PROBLEM REQUIREMENTS =
In the data that follows, every line containing the word "lapel" should be returned.
>>
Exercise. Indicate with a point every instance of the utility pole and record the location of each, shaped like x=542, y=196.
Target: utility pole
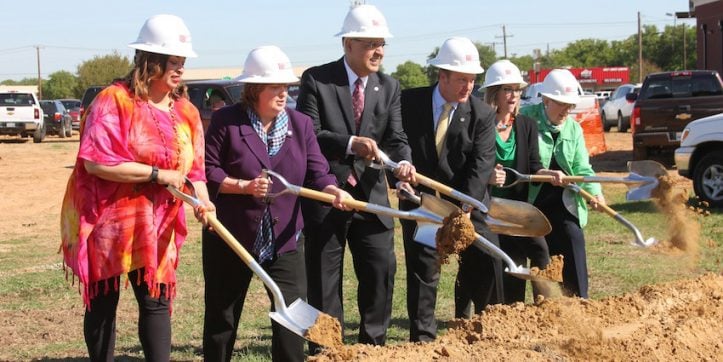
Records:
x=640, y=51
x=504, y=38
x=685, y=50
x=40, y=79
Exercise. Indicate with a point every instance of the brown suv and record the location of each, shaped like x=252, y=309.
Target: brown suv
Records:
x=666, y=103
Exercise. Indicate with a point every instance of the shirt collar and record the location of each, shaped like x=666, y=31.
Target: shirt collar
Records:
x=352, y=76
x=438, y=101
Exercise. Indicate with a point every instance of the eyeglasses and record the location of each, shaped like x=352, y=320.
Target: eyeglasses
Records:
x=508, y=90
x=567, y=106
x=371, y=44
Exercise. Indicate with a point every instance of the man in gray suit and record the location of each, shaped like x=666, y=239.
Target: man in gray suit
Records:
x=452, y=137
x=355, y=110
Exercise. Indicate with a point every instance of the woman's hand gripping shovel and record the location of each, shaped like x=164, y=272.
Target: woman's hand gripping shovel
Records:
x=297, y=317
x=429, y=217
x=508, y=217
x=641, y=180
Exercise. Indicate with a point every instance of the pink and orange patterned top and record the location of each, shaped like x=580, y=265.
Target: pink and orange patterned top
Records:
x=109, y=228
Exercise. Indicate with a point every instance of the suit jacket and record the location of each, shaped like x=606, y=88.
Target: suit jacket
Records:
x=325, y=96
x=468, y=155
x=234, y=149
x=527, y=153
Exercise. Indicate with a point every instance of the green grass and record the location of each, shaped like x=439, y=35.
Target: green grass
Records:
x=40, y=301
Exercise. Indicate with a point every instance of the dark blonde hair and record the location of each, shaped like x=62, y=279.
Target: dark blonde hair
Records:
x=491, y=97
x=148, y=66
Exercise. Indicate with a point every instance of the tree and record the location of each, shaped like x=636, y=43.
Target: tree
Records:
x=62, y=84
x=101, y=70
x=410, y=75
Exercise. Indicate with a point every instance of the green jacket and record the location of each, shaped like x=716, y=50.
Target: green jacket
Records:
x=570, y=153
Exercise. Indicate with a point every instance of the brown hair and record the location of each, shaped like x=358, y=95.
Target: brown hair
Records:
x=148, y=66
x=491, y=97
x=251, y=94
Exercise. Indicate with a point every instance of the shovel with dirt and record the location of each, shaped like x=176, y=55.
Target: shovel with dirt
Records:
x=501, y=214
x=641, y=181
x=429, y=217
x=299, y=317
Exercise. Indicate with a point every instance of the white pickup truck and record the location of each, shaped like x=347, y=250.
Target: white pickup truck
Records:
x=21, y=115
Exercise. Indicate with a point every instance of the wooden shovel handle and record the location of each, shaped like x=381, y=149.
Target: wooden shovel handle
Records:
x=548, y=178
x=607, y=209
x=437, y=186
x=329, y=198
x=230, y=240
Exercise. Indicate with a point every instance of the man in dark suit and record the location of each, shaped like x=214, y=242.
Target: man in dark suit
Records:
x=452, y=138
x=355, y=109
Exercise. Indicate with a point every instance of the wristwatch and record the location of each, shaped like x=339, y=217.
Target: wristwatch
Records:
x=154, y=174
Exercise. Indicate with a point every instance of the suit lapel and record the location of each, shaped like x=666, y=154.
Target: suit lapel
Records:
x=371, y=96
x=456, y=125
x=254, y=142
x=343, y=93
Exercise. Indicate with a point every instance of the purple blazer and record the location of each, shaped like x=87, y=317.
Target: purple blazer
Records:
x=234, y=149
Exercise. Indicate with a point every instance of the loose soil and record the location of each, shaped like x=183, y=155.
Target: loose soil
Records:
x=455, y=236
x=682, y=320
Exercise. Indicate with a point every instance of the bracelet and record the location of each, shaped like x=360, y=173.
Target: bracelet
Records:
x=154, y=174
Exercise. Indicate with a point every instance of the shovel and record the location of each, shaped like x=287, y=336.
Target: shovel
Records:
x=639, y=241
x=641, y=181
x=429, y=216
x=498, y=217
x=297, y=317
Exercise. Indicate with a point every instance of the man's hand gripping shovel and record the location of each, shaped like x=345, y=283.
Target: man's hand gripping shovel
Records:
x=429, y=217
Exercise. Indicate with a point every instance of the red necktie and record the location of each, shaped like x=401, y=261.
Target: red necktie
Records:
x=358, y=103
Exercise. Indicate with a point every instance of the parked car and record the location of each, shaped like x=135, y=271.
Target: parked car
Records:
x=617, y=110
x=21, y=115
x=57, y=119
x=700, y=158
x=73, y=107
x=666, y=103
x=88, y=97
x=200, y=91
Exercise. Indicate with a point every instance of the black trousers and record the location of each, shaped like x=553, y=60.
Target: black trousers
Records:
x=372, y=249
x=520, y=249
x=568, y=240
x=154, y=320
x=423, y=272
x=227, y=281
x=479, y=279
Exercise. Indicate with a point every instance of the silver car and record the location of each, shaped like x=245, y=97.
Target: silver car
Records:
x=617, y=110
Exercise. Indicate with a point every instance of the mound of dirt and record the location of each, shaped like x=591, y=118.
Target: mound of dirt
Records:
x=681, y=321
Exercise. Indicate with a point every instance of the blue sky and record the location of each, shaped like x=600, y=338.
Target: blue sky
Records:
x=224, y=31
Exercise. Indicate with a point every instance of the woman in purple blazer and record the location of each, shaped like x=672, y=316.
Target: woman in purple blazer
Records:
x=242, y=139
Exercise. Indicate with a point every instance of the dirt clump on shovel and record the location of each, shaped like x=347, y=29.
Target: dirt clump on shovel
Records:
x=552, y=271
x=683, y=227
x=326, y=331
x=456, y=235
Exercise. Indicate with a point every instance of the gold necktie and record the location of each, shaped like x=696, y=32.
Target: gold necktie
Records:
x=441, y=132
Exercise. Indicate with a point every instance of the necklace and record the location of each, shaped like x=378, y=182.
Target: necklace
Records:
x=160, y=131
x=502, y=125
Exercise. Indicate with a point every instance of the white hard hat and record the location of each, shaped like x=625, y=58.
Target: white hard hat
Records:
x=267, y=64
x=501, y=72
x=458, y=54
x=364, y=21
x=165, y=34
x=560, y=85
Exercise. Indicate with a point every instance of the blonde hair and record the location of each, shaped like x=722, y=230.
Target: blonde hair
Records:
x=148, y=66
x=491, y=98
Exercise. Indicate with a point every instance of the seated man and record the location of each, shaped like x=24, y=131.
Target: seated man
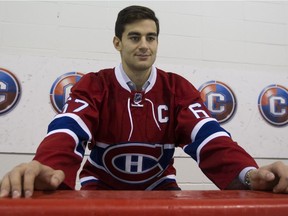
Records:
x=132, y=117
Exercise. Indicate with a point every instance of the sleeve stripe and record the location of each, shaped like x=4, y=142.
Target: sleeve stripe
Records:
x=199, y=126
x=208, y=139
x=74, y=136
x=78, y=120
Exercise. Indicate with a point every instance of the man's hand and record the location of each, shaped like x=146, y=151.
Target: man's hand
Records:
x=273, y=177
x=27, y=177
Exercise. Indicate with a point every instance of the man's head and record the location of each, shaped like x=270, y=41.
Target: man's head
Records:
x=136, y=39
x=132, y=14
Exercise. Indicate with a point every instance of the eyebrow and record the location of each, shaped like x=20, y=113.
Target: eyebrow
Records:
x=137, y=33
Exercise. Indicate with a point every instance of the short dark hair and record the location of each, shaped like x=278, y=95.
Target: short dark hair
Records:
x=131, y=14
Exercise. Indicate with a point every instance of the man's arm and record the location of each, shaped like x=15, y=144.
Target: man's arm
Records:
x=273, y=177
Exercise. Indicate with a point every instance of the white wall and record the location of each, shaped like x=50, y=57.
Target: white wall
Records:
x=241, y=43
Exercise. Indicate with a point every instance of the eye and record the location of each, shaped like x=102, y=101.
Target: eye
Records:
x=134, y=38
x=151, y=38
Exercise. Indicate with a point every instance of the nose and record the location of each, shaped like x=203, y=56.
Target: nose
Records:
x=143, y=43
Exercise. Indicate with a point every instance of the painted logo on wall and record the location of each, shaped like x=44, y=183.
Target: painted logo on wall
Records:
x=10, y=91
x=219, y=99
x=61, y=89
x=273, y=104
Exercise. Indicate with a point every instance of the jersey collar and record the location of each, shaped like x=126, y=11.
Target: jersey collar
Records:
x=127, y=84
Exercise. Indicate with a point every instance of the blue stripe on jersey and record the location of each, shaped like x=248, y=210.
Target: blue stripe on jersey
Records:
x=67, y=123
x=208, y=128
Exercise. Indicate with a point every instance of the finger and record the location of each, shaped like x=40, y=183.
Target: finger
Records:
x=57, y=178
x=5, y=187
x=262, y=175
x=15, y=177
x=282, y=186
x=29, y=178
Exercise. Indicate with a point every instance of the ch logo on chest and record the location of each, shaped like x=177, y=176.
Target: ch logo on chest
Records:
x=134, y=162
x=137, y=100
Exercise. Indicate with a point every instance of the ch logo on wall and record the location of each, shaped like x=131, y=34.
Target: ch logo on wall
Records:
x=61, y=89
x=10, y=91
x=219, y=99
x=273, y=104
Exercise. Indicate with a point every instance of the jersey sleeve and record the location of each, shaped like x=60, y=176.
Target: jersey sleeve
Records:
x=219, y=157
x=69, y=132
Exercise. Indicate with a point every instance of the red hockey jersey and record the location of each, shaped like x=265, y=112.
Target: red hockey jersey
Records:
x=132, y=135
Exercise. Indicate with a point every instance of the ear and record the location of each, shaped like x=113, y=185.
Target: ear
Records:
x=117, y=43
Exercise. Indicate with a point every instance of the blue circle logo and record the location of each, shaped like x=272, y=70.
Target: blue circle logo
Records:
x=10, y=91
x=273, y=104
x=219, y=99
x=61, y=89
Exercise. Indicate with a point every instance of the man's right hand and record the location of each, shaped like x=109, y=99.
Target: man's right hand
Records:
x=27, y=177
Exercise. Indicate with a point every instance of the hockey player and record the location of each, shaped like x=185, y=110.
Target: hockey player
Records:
<<
RESPONSE TO THIS EXERCISE =
Exercise. Indicate with a point every instance of the suit lapel and record the location of each, shaped like x=666, y=154.
Target: suit lapel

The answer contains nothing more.